— AIM —
Retype the entries below without alteration, starting with the line that contains "Place one marker on every instance of the railing" and going on through the line that contains "pixel 487 615", with both of those lines included.
----------------
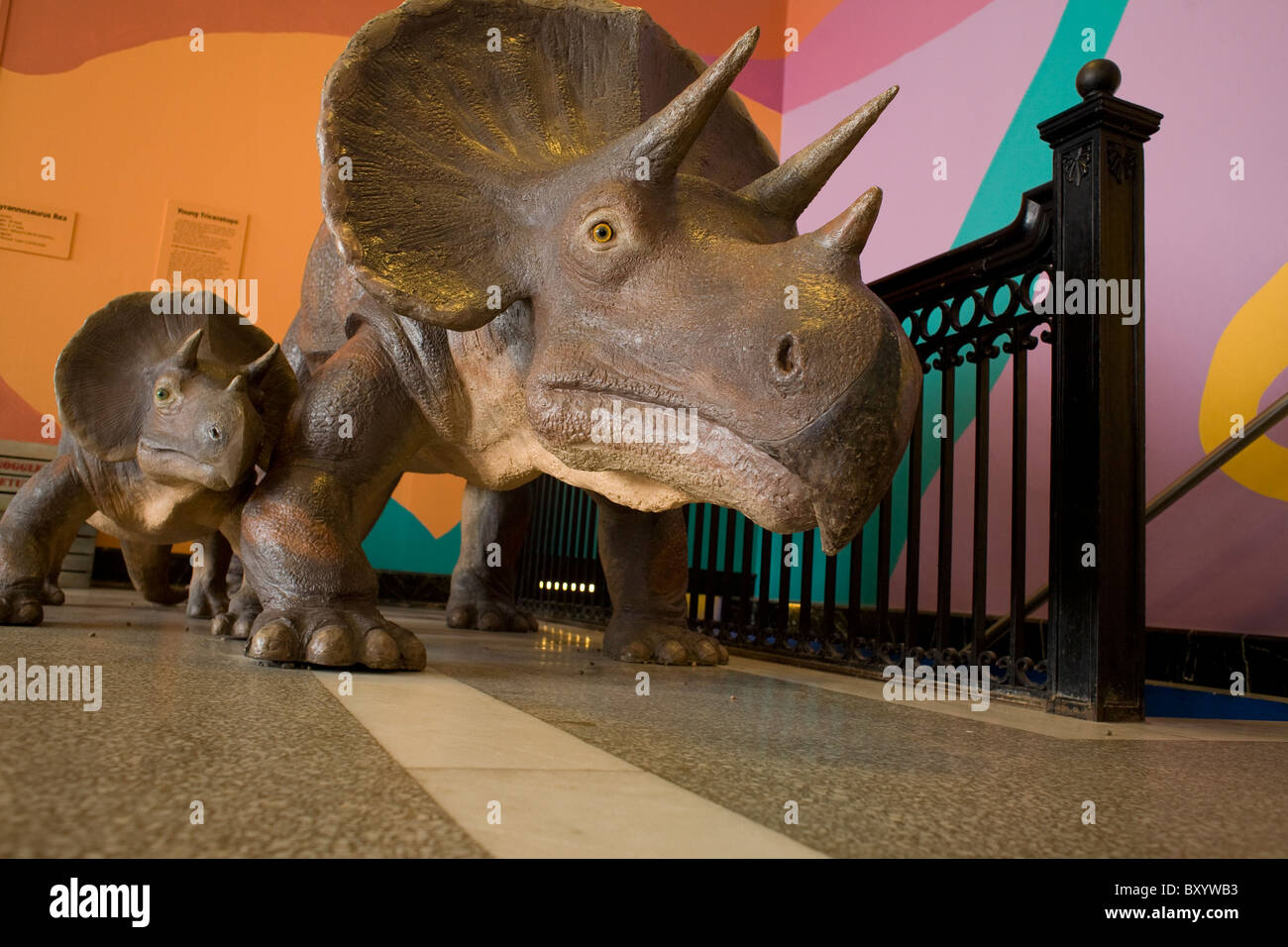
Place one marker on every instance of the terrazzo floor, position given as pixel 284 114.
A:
pixel 535 745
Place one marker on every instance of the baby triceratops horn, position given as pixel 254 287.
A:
pixel 257 368
pixel 187 355
pixel 787 189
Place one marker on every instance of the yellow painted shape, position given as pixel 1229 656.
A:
pixel 1249 356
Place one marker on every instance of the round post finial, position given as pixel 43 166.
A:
pixel 1099 75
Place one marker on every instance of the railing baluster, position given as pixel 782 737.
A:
pixel 806 596
pixel 944 592
pixel 767 541
pixel 785 592
pixel 698 530
pixel 1019 489
pixel 912 561
pixel 828 604
pixel 979 558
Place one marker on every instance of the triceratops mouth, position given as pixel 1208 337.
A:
pixel 829 474
pixel 589 427
pixel 175 466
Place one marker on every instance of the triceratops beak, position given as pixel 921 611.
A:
pixel 787 189
pixel 666 138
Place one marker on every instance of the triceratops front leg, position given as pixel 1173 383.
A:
pixel 351 437
pixel 645 564
pixel 37 531
pixel 207 590
pixel 493 526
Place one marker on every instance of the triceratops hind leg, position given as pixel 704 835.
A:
pixel 35 534
pixel 493 526
pixel 149 566
pixel 645 564
pixel 353 433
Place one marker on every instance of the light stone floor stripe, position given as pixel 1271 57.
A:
pixel 557 795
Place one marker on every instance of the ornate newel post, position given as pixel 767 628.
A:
pixel 1098 412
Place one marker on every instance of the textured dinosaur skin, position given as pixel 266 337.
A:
pixel 165 419
pixel 519 239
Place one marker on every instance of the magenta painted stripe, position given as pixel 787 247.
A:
pixel 958 94
pixel 861 37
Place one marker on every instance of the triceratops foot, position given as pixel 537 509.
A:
pixel 334 637
pixel 21 604
pixel 237 616
pixel 640 638
pixel 487 615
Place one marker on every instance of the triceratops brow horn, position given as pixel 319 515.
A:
pixel 256 369
pixel 787 189
pixel 850 228
pixel 666 138
pixel 185 356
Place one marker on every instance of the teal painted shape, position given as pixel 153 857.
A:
pixel 399 543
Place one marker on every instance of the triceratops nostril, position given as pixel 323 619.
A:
pixel 787 357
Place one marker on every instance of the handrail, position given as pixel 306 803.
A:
pixel 1183 484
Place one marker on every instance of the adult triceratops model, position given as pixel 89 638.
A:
pixel 535 210
pixel 165 419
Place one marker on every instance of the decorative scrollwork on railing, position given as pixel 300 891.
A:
pixel 1003 309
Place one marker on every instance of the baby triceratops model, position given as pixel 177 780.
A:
pixel 163 421
pixel 537 213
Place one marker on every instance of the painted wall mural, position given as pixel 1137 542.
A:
pixel 134 119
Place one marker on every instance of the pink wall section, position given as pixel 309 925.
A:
pixel 1218 73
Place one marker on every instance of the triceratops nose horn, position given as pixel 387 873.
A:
pixel 257 368
pixel 787 189
pixel 187 355
pixel 666 138
pixel 850 228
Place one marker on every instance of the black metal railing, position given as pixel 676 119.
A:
pixel 559 574
pixel 970 312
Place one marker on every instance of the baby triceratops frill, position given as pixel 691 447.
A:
pixel 537 215
pixel 165 419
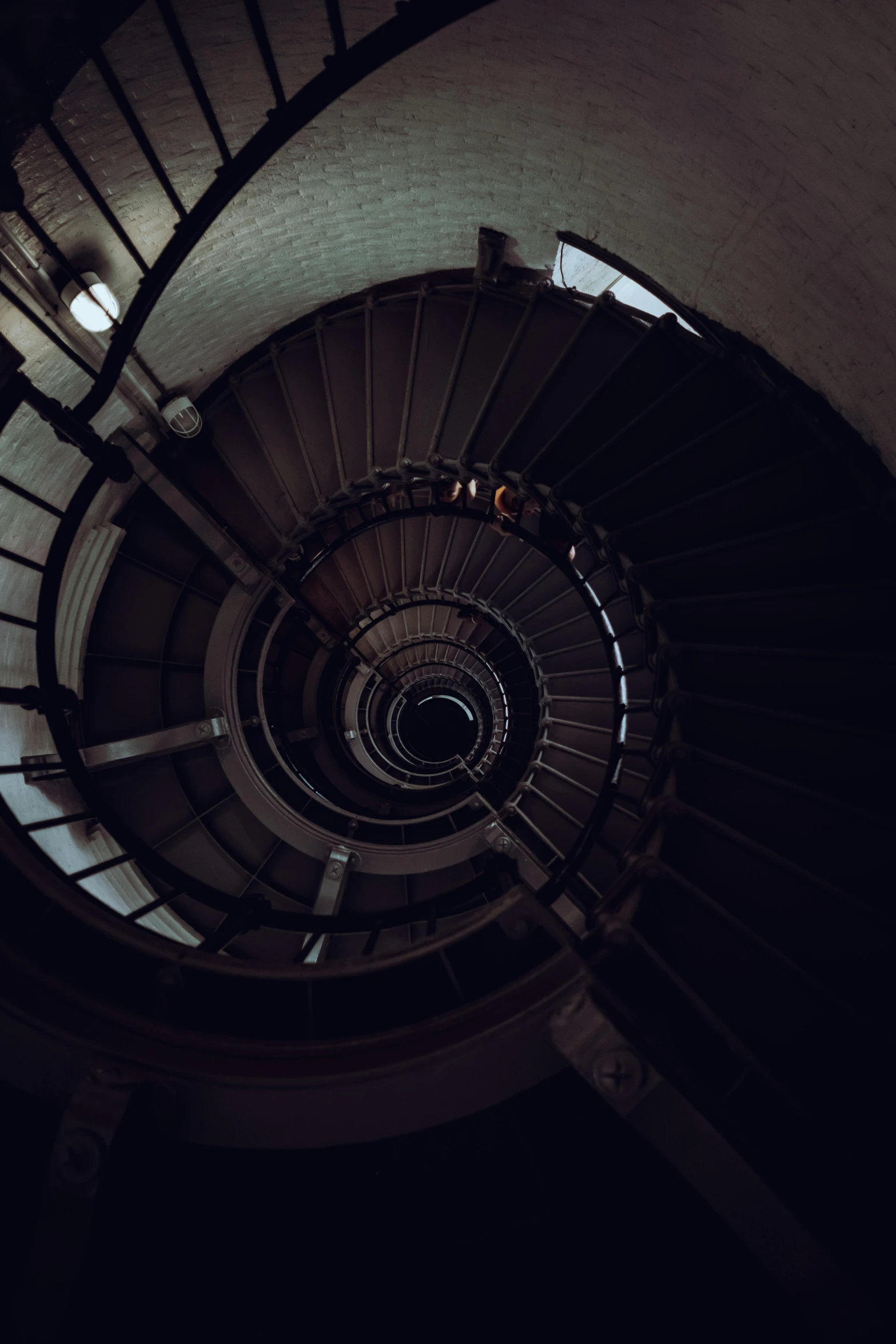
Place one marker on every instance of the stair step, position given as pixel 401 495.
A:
pixel 840 843
pixel 441 323
pixel 800 488
pixel 651 369
pixel 756 437
pixel 840 760
pixel 836 547
pixel 786 1024
pixel 546 332
pixel 343 350
pixel 496 320
pixel 393 325
pixel 262 401
pixel 836 616
pixel 305 389
pixel 598 347
pixel 832 685
pixel 696 406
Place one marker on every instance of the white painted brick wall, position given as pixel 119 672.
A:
pixel 738 152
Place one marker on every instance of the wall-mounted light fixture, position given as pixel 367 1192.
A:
pixel 94 308
pixel 183 417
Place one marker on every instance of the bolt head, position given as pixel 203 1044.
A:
pixel 618 1074
pixel 79 1156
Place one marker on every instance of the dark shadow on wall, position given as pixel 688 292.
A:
pixel 540 1218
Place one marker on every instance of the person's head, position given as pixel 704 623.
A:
pixel 449 492
pixel 511 506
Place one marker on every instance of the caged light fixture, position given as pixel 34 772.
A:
pixel 94 308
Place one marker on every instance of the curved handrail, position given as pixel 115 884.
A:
pixel 413 23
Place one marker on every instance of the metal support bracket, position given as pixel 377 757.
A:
pixel 132 749
pixel 710 1164
pixel 329 896
pixel 73 1179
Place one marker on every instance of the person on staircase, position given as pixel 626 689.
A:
pixel 550 527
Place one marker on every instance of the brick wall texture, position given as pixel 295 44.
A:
pixel 738 151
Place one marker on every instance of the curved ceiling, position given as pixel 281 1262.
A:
pixel 736 154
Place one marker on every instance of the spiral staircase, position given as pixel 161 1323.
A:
pixel 372 766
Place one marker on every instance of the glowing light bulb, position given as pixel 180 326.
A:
pixel 93 308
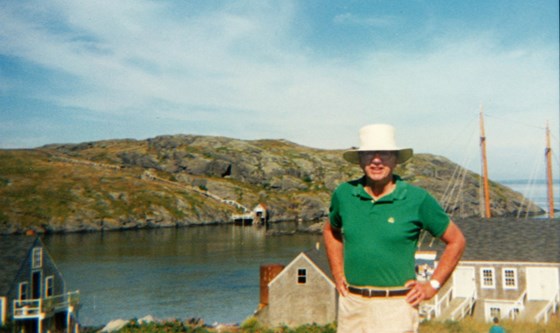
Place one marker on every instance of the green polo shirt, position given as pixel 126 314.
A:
pixel 381 236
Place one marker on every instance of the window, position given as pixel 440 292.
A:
pixel 509 278
pixel 487 278
pixel 37 258
pixel 495 312
pixel 49 286
pixel 23 290
pixel 302 276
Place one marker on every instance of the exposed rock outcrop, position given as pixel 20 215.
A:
pixel 182 180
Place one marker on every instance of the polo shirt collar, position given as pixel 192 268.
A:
pixel 398 193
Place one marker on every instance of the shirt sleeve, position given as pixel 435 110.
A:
pixel 334 209
pixel 435 220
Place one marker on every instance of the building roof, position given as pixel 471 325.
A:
pixel 510 240
pixel 495 239
pixel 13 253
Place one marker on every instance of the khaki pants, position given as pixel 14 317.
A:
pixel 357 314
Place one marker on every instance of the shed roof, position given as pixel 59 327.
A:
pixel 511 240
pixel 495 239
pixel 13 252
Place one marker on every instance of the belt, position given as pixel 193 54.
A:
pixel 367 292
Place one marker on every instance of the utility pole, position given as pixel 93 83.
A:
pixel 549 180
pixel 487 213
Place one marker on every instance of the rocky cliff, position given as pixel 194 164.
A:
pixel 185 180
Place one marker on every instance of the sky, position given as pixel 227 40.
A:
pixel 308 71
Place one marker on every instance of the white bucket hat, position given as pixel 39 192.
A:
pixel 377 137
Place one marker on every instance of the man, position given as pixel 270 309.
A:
pixel 496 328
pixel 371 239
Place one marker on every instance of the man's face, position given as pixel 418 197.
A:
pixel 378 165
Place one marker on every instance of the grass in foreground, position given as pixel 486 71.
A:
pixel 253 326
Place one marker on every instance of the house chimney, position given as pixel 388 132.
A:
pixel 268 273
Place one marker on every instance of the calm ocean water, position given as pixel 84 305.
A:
pixel 209 272
pixel 535 190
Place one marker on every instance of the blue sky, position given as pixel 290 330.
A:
pixel 312 72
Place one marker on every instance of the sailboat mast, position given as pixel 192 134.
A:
pixel 548 155
pixel 484 167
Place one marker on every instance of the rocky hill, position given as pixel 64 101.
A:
pixel 185 180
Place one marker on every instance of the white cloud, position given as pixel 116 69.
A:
pixel 246 72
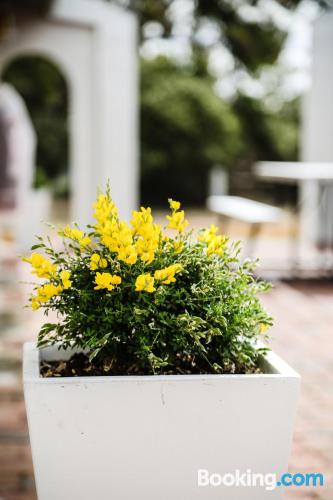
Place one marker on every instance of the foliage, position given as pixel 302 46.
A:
pixel 148 300
pixel 266 134
pixel 185 129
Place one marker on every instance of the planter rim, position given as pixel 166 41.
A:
pixel 276 366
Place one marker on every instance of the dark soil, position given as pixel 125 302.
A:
pixel 80 366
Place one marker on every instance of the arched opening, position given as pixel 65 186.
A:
pixel 45 91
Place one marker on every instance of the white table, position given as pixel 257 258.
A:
pixel 310 177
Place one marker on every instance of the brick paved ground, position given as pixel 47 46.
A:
pixel 302 335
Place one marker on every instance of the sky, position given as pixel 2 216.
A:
pixel 288 79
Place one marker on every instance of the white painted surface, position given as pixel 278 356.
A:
pixel 294 171
pixel 94 45
pixel 244 209
pixel 218 182
pixel 317 125
pixel 121 438
pixel 310 177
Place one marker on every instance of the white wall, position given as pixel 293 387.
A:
pixel 94 44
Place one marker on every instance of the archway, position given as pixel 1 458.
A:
pixel 45 91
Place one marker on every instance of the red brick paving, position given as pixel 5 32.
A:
pixel 303 335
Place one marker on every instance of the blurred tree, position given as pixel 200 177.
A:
pixel 185 129
pixel 44 89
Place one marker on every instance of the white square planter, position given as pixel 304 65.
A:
pixel 145 437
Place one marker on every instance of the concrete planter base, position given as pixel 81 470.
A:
pixel 145 438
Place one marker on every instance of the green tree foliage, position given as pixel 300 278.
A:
pixel 185 129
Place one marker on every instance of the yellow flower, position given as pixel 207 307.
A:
pixel 105 209
pixel 34 304
pixel 46 292
pixel 107 281
pixel 177 221
pixel 97 262
pixel 76 234
pixel 215 243
pixel 128 255
pixel 85 241
pixel 141 218
pixel 145 283
pixel 167 275
pixel 147 234
pixel 66 282
pixel 42 267
pixel 208 234
pixel 174 205
pixel 178 246
pixel 72 233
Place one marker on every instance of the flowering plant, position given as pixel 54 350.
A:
pixel 146 299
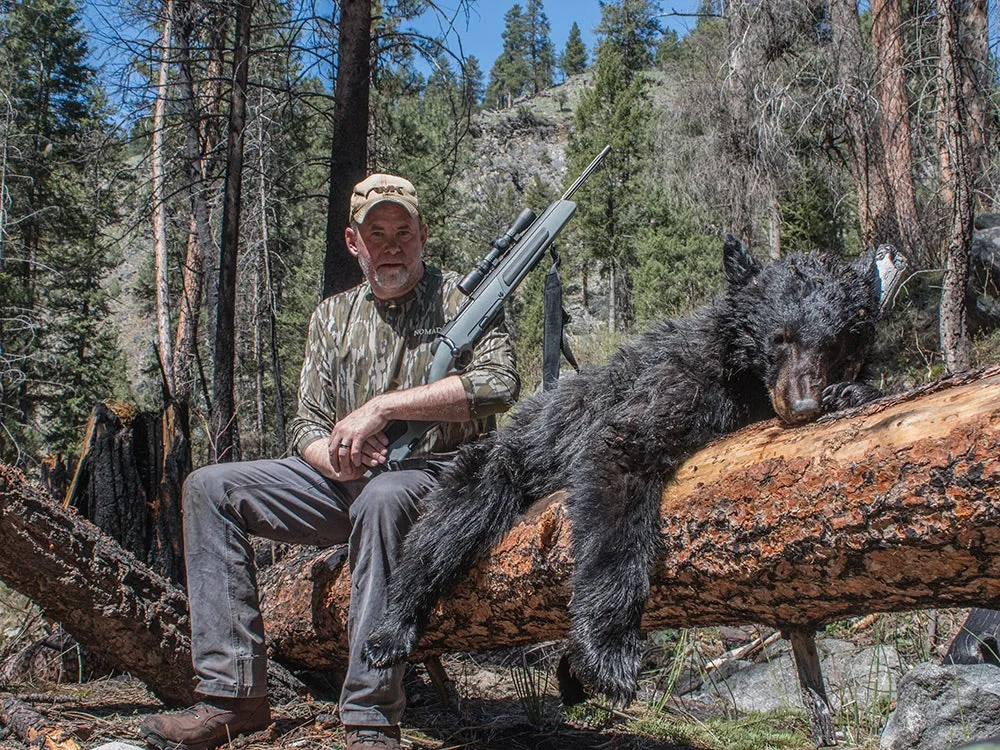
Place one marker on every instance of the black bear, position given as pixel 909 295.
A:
pixel 787 338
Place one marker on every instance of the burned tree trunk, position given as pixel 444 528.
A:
pixel 103 596
pixel 128 481
pixel 896 508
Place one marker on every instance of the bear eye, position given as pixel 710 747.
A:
pixel 781 338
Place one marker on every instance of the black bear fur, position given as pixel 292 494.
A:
pixel 787 338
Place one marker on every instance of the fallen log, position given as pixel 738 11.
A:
pixel 103 596
pixel 896 507
pixel 32 728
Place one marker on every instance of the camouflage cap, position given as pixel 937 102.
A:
pixel 383 187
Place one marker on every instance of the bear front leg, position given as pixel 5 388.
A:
pixel 615 541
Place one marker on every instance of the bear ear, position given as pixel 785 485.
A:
pixel 739 264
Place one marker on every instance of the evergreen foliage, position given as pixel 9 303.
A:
pixel 540 53
pixel 617 112
pixel 573 59
pixel 526 64
pixel 57 350
pixel 633 28
pixel 510 76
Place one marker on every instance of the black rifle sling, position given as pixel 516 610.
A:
pixel 554 340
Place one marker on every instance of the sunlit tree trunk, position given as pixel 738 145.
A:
pixel 894 116
pixel 160 206
pixel 857 106
pixel 956 188
pixel 976 64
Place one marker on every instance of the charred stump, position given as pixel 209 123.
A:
pixel 104 597
pixel 128 481
pixel 895 507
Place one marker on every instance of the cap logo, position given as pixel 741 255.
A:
pixel 383 189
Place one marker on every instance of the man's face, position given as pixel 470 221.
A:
pixel 389 247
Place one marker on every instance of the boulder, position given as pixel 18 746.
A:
pixel 856 677
pixel 941 707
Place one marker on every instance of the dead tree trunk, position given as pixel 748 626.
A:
pixel 225 432
pixel 894 508
pixel 104 597
pixel 897 508
pixel 128 481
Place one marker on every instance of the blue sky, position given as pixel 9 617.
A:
pixel 481 33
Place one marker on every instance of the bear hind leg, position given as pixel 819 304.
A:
pixel 476 501
pixel 615 540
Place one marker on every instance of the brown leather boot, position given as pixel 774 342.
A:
pixel 207 724
pixel 372 737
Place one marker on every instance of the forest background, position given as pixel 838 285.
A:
pixel 168 224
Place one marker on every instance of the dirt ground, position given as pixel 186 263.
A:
pixel 489 715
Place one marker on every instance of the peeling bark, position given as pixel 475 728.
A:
pixel 895 508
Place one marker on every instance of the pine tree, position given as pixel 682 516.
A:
pixel 573 60
pixel 614 111
pixel 472 82
pixel 510 76
pixel 540 55
pixel 57 353
pixel 633 28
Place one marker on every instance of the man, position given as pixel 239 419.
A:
pixel 368 352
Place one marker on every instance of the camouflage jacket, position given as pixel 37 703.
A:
pixel 359 346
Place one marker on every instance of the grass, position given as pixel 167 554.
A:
pixel 774 730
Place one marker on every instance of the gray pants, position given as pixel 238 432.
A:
pixel 287 500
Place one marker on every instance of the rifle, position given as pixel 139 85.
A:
pixel 512 257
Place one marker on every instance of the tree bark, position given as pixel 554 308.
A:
pixel 894 116
pixel 893 508
pixel 225 433
pixel 956 189
pixel 160 206
pixel 104 597
pixel 897 508
pixel 859 116
pixel 128 481
pixel 348 161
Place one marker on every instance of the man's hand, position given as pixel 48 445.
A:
pixel 358 440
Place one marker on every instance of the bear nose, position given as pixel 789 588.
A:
pixel 804 409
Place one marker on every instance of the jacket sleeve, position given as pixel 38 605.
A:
pixel 491 381
pixel 316 413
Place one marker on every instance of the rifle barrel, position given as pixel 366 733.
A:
pixel 586 173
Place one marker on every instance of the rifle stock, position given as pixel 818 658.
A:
pixel 488 287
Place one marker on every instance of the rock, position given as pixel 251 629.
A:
pixel 983 293
pixel 855 677
pixel 977 641
pixel 941 707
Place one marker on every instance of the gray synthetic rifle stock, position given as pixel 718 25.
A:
pixel 512 257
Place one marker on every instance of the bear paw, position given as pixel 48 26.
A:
pixel 612 670
pixel 389 645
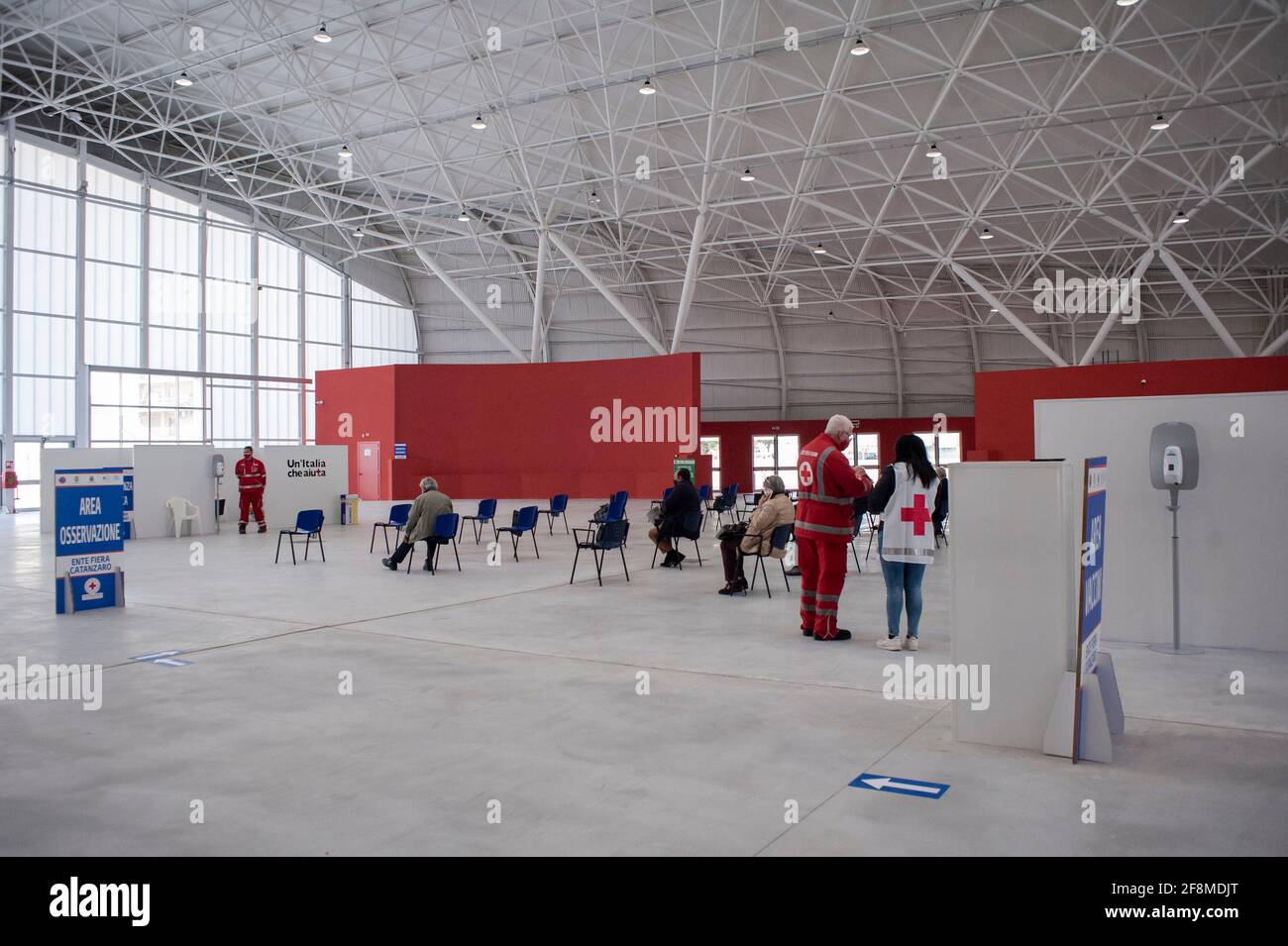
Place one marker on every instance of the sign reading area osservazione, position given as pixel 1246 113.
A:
pixel 89 533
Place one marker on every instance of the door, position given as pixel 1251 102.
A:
pixel 369 470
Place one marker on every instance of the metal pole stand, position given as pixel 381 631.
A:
pixel 1175 648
----------------
— EXPECTED ANSWER —
Place one marker on every instance of the railing baluster, position given as pixel 782 737.
A:
pixel 806 596
pixel 944 592
pixel 767 541
pixel 785 592
pixel 698 530
pixel 1019 489
pixel 912 561
pixel 828 604
pixel 979 558
Place one marker on every instance of the triceratops mouth, position given as pixel 1208 337.
A:
pixel 829 474
pixel 589 427
pixel 175 466
Place one marker on every instance of the triceratops beak, position given as pixel 921 611.
A:
pixel 787 189
pixel 666 138
Place one marker on every instance of the triceratops front leg, position given as pixel 1173 383.
A:
pixel 351 437
pixel 645 564
pixel 37 531
pixel 207 590
pixel 493 526
Place one marker on every instance of the triceratops hind leg, position given as pixel 704 835.
A:
pixel 35 534
pixel 493 526
pixel 149 566
pixel 645 564
pixel 353 433
Place one marker on every instance of the light stone floor stripe, position given as pixel 1271 57.
A:
pixel 557 795
Place one marker on every instance of the ornate newel post, position given as pixel 767 628.
A:
pixel 1098 412
Place one marker on every instance of the textured dinosaur skin, position given as pixel 266 337.
A:
pixel 165 419
pixel 519 239
Place one marker on every instance of the magenta painted stripe, position given as pixel 787 247.
A:
pixel 958 94
pixel 861 37
Place one marker on every instance of the triceratops foot, position given as pixel 537 509.
A:
pixel 334 637
pixel 21 604
pixel 237 616
pixel 640 638
pixel 487 615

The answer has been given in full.